Exercise instructions:
What lines of the data hold the string "window"? Copy them all.

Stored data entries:
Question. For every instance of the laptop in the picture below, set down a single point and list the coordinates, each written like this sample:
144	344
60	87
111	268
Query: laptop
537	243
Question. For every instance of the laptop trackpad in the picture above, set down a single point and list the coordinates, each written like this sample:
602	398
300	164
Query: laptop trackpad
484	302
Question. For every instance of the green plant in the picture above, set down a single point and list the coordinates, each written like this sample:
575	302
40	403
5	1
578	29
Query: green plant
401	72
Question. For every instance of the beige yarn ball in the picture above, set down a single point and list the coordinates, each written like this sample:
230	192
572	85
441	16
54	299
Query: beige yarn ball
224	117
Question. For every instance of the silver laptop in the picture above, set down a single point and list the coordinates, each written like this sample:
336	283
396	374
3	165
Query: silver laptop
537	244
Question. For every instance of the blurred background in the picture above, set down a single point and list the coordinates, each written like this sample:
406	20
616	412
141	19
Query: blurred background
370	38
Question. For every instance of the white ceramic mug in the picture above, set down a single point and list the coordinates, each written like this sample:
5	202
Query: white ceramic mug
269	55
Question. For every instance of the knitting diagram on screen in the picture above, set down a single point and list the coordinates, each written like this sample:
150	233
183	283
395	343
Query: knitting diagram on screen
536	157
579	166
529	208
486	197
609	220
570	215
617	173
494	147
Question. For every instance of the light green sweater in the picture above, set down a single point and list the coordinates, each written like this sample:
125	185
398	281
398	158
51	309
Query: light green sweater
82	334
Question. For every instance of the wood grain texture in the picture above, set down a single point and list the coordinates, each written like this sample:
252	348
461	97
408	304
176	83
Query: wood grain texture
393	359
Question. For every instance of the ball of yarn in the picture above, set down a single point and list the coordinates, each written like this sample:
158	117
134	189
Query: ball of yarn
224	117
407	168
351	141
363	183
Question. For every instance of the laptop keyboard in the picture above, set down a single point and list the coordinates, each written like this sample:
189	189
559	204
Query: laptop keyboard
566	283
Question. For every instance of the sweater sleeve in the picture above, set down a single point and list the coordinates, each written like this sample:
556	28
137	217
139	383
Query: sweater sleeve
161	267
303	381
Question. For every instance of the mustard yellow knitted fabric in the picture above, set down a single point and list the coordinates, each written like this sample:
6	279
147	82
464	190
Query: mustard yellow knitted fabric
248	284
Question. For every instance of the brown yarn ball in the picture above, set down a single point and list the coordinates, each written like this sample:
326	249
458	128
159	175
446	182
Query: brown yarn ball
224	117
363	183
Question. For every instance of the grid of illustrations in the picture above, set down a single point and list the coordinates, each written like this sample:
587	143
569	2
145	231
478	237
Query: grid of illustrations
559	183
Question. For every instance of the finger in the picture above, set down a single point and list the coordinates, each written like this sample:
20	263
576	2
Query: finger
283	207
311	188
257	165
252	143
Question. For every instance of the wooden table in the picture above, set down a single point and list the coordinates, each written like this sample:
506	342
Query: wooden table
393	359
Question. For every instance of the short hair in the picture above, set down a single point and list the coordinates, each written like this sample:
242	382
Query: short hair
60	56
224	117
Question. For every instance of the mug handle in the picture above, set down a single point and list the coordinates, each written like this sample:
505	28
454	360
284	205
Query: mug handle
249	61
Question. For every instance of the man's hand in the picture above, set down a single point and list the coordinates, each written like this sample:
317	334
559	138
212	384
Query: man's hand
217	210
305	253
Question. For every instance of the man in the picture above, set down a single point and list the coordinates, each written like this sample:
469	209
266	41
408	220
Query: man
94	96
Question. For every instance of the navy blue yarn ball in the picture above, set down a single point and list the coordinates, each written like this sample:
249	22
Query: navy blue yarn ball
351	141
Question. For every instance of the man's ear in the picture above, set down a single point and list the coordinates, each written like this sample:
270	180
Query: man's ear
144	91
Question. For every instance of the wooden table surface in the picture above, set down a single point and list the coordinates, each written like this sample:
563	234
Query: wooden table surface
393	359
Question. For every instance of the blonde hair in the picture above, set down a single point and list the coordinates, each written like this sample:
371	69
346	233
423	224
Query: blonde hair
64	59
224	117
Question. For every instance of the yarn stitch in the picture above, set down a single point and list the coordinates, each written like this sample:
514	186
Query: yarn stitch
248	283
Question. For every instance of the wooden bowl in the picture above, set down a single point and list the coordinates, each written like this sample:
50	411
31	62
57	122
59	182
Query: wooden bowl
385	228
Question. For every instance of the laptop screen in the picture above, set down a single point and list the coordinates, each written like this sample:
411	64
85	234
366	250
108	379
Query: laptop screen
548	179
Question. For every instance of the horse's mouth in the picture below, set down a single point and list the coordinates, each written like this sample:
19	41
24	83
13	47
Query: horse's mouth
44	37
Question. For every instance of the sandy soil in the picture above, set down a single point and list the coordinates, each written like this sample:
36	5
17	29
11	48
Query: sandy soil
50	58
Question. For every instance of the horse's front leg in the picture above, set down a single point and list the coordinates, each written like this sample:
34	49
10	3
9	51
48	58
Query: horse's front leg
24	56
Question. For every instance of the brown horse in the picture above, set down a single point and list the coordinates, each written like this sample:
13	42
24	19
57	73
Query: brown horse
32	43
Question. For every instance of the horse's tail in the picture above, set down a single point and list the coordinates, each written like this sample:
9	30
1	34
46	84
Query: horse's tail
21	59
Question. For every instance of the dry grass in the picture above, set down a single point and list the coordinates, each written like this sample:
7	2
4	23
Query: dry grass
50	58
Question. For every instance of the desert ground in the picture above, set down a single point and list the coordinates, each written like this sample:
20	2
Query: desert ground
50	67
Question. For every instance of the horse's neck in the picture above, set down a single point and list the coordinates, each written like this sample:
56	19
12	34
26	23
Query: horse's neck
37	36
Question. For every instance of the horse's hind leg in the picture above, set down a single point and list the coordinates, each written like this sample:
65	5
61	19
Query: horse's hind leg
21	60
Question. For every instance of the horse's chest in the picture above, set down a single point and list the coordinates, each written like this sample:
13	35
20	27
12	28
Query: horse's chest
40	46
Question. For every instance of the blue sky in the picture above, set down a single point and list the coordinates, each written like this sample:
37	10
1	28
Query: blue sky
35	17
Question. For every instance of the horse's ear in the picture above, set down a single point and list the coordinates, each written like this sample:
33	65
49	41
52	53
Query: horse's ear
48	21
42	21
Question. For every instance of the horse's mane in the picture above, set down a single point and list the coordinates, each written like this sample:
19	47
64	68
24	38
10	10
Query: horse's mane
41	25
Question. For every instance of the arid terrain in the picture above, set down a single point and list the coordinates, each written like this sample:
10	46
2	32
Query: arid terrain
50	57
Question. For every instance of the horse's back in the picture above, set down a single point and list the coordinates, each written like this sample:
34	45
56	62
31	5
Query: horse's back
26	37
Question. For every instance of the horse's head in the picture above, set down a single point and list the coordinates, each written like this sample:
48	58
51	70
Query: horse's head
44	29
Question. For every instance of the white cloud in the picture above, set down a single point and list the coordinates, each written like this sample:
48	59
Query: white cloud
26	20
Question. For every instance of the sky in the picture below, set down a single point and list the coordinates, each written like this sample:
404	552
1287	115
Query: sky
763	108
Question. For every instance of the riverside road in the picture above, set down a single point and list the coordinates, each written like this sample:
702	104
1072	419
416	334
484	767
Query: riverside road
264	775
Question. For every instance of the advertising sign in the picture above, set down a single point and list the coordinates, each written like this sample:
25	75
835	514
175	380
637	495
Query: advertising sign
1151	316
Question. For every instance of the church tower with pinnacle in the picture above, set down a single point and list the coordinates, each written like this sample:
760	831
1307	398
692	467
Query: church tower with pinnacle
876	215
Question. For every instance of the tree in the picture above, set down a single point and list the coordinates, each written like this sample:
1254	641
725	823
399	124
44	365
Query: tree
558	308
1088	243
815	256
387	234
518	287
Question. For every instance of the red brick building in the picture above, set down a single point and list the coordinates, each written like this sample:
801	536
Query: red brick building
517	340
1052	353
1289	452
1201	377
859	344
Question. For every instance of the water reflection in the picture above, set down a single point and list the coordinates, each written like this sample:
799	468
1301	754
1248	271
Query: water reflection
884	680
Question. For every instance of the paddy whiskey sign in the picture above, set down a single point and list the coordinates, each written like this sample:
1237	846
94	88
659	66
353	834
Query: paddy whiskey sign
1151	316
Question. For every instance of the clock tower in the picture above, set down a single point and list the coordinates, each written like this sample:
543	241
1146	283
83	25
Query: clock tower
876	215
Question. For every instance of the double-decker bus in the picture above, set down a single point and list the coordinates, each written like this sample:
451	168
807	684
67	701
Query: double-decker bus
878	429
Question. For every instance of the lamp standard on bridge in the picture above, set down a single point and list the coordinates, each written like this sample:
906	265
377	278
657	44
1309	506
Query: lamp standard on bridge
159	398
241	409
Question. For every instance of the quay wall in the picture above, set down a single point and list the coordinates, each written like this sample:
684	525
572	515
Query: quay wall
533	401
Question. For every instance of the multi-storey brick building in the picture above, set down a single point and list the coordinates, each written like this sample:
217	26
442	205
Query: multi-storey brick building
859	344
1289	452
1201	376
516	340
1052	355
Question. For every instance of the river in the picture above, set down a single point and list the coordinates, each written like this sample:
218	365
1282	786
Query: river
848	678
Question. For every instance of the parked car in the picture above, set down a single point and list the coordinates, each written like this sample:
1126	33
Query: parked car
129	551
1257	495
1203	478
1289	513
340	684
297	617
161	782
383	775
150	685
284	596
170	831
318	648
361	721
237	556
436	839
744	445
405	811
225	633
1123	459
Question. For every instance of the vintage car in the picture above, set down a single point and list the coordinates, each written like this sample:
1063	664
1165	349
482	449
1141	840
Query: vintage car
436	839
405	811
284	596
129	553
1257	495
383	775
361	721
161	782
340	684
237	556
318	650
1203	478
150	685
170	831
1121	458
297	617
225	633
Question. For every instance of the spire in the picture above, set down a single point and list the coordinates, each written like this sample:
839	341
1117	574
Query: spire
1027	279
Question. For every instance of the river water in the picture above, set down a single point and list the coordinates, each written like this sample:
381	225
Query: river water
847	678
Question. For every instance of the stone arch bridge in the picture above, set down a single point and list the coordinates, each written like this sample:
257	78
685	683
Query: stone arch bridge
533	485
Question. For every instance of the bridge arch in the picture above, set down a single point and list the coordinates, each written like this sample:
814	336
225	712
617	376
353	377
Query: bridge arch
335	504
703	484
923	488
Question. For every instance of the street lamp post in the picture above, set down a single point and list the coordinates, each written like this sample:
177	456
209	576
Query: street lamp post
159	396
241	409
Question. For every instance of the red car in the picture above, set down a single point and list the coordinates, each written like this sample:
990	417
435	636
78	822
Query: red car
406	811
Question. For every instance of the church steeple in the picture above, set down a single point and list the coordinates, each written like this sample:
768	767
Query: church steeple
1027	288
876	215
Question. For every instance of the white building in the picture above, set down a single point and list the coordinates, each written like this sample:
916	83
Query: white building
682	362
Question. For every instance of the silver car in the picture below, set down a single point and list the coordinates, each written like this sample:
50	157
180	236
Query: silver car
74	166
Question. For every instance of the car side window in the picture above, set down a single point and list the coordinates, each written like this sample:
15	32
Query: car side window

Your solution:
Question. For every instance of the car side window in the picture above, set down a single point and list the coordinates, each written like this sample:
Query: car side window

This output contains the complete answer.